- _Brief_
Extract the lines from the start of the entries through the line that contains "328,586 -> 401,639", both ends included, and repeat them exactly. Leave the pictures out of your answer.

- _Raw records_

********

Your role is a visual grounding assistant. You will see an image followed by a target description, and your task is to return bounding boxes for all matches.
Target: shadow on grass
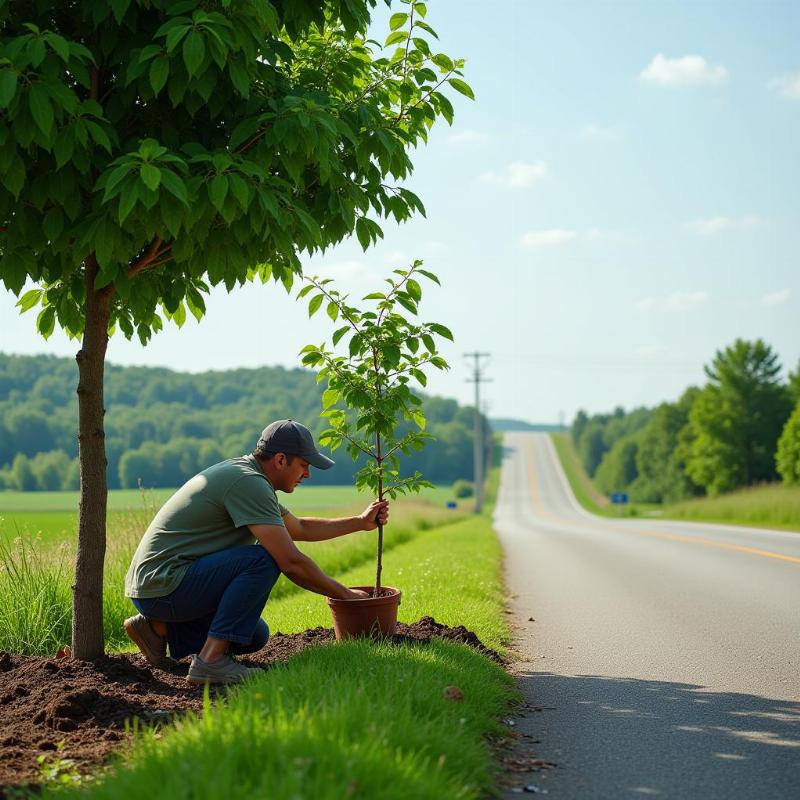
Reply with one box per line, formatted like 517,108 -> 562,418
518,672 -> 800,800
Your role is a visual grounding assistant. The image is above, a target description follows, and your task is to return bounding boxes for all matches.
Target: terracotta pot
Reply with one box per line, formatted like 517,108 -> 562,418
328,586 -> 401,639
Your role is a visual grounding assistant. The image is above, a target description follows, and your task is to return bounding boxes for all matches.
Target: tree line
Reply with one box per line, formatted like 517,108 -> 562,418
0,353 -> 489,491
571,339 -> 800,503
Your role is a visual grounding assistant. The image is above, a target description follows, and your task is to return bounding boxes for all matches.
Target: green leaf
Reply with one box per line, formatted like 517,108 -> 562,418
139,164 -> 161,192
447,78 -> 475,100
0,69 -> 17,108
383,31 -> 408,47
322,389 -> 339,409
150,56 -> 169,97
417,269 -> 441,286
331,325 -> 350,346
161,169 -> 189,206
428,322 -> 453,342
36,306 -> 56,339
117,183 -> 139,225
44,32 -> 69,64
183,30 -> 206,78
389,12 -> 408,31
208,175 -> 228,213
356,217 -> 371,250
308,294 -> 325,317
16,289 -> 42,312
28,83 -> 53,136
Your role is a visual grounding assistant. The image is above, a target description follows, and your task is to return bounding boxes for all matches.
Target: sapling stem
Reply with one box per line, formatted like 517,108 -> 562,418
372,348 -> 383,597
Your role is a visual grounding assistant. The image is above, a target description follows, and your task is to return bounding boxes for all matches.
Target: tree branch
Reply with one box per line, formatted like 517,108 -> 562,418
128,236 -> 166,280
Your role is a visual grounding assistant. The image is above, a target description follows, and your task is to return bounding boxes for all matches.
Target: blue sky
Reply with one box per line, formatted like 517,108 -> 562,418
0,0 -> 800,422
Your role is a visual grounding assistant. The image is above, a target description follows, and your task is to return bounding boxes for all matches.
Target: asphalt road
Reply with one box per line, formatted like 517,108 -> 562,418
495,434 -> 800,800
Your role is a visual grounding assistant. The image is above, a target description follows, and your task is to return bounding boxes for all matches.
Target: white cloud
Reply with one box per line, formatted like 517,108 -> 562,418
639,53 -> 728,86
579,125 -> 622,142
688,214 -> 761,236
304,259 -> 378,286
636,292 -> 708,314
520,228 -> 578,247
479,161 -> 547,189
447,128 -> 489,144
761,289 -> 792,306
633,344 -> 669,358
767,72 -> 800,100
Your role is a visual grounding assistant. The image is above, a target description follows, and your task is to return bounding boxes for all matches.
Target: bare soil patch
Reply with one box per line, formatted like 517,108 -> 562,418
0,617 -> 502,799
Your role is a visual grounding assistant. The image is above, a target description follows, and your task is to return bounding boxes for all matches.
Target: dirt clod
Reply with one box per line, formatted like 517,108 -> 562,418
0,617 -> 502,800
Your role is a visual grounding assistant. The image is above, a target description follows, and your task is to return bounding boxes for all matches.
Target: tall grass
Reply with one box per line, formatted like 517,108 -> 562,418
0,494 -> 472,655
659,484 -> 800,531
57,641 -> 514,800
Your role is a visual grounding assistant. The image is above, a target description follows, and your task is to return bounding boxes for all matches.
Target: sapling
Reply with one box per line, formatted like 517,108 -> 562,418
298,261 -> 453,597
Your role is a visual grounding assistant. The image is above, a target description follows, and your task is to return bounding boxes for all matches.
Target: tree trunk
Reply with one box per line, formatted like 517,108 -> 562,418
72,255 -> 112,661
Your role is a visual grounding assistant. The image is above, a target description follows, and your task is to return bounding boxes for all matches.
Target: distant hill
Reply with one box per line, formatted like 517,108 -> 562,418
489,417 -> 566,433
0,353 -> 489,491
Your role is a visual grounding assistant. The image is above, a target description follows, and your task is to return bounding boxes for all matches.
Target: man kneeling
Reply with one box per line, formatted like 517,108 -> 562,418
125,420 -> 389,683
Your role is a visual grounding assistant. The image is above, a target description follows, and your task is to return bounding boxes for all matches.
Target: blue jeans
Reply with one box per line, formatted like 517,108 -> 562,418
131,544 -> 281,658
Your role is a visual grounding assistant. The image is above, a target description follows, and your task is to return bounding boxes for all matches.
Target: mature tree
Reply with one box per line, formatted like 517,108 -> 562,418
789,360 -> 800,403
775,401 -> 800,484
0,0 -> 471,659
595,433 -> 639,494
631,388 -> 699,503
686,339 -> 791,495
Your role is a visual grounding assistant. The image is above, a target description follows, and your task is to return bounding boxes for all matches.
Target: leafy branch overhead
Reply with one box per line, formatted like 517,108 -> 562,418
298,261 -> 453,497
0,0 -> 472,342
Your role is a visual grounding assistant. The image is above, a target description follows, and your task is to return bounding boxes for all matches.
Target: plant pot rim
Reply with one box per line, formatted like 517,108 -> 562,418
326,586 -> 402,606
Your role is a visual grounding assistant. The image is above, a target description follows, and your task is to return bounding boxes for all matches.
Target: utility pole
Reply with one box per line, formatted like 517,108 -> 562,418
464,351 -> 490,514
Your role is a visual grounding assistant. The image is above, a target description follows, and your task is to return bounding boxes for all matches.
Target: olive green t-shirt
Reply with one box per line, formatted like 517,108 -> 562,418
125,455 -> 288,598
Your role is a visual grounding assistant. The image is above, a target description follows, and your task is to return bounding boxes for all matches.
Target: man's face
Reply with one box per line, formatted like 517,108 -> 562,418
275,453 -> 311,492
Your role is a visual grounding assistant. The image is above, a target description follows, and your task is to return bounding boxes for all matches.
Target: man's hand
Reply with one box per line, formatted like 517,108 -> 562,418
359,500 -> 389,531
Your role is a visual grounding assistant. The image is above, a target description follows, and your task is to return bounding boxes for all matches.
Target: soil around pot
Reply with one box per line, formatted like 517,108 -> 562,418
0,617 -> 503,800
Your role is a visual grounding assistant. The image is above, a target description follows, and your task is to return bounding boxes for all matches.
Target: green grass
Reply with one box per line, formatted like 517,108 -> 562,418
658,484 -> 800,531
550,433 -> 800,531
0,486 -> 470,546
34,475 -> 510,800
59,641 -> 514,800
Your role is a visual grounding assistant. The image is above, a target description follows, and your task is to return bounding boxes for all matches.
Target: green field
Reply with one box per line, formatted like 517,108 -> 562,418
0,470 -> 516,800
0,485 -> 469,544
550,433 -> 800,531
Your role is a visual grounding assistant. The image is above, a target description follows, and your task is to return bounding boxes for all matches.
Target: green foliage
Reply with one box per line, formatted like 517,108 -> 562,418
0,0 -> 472,342
453,478 -> 475,499
298,261 -> 453,498
595,434 -> 639,494
0,354 -> 488,490
686,339 -> 791,495
775,400 -> 800,484
631,389 -> 700,503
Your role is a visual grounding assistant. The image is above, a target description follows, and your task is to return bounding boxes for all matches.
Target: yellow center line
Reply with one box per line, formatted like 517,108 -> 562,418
525,438 -> 800,564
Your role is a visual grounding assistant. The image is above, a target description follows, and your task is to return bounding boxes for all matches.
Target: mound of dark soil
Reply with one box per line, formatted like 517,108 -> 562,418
0,617 -> 502,798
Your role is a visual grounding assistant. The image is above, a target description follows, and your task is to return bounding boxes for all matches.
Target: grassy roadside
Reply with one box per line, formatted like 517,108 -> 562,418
550,433 -> 800,531
550,432 -> 656,517
50,476 -> 515,800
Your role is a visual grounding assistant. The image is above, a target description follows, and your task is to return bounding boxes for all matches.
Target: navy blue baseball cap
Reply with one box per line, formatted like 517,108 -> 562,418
258,419 -> 336,469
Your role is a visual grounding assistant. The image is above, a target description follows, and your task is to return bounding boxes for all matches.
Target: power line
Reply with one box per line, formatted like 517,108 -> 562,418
464,351 -> 491,514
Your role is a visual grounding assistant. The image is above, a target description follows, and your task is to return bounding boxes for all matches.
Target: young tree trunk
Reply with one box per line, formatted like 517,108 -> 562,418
373,433 -> 383,597
72,255 -> 112,661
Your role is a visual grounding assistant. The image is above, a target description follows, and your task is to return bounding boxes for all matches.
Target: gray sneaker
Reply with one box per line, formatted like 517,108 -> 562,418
186,654 -> 263,683
122,614 -> 167,667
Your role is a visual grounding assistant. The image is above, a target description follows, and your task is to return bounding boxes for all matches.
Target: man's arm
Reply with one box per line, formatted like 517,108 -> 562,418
283,500 -> 389,542
248,525 -> 367,600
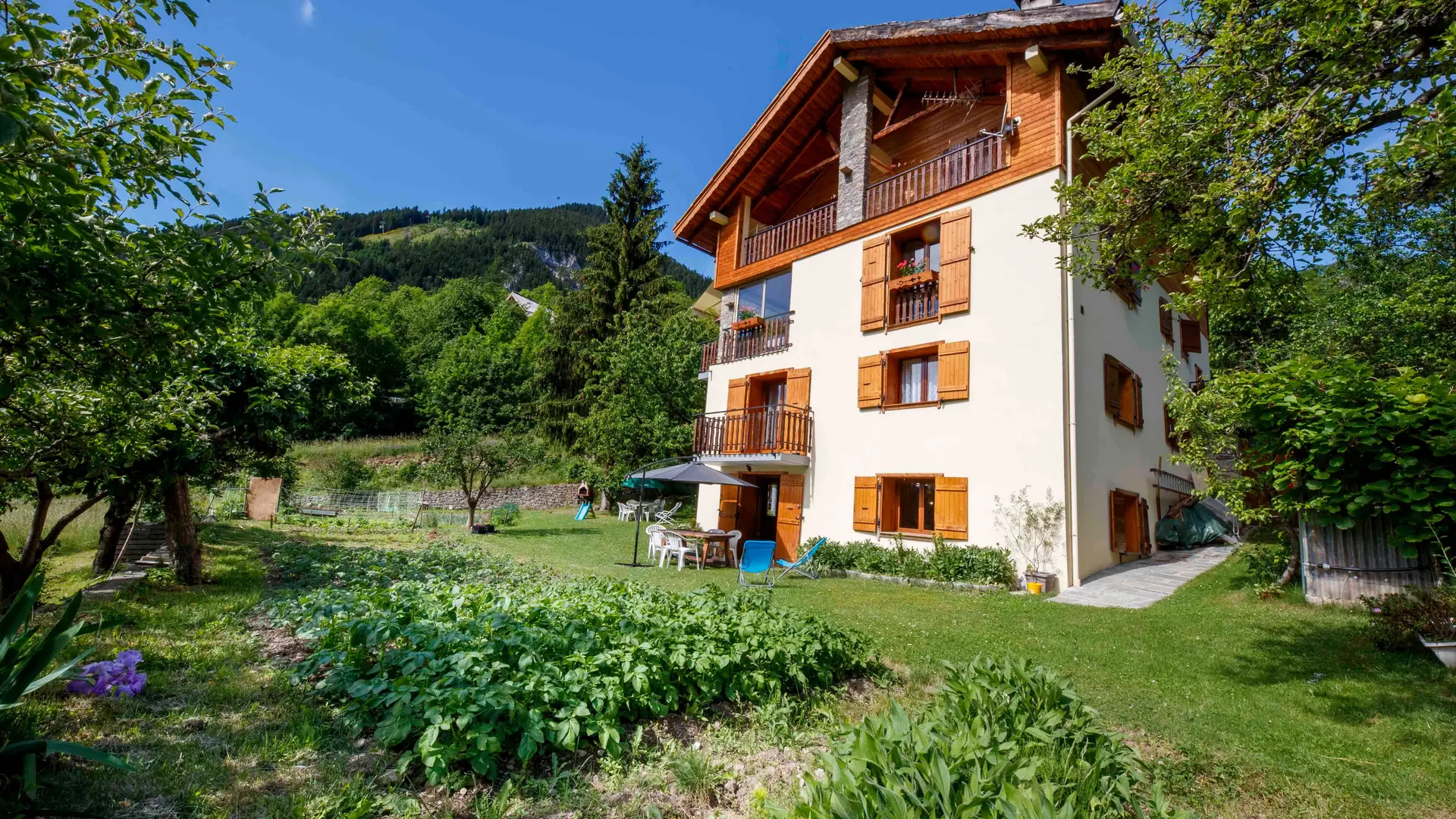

********

- _Exercise response_
Your role is a visual grounding assistant. You will see an image followed by a target description, and your task is to return bounding boxes for all matches.
Target: shadow on grass
Reply with one box per line, formatted like 517,108 -> 562,418
518,672 -> 800,800
Your role is a visual grounding assistant. The image is above, a target description follows, and your task is to return bounding boxes for all matches.
Target: terracotta pot
Reply with one box per line, formatted like 517,108 -> 562,418
328,586 -> 401,639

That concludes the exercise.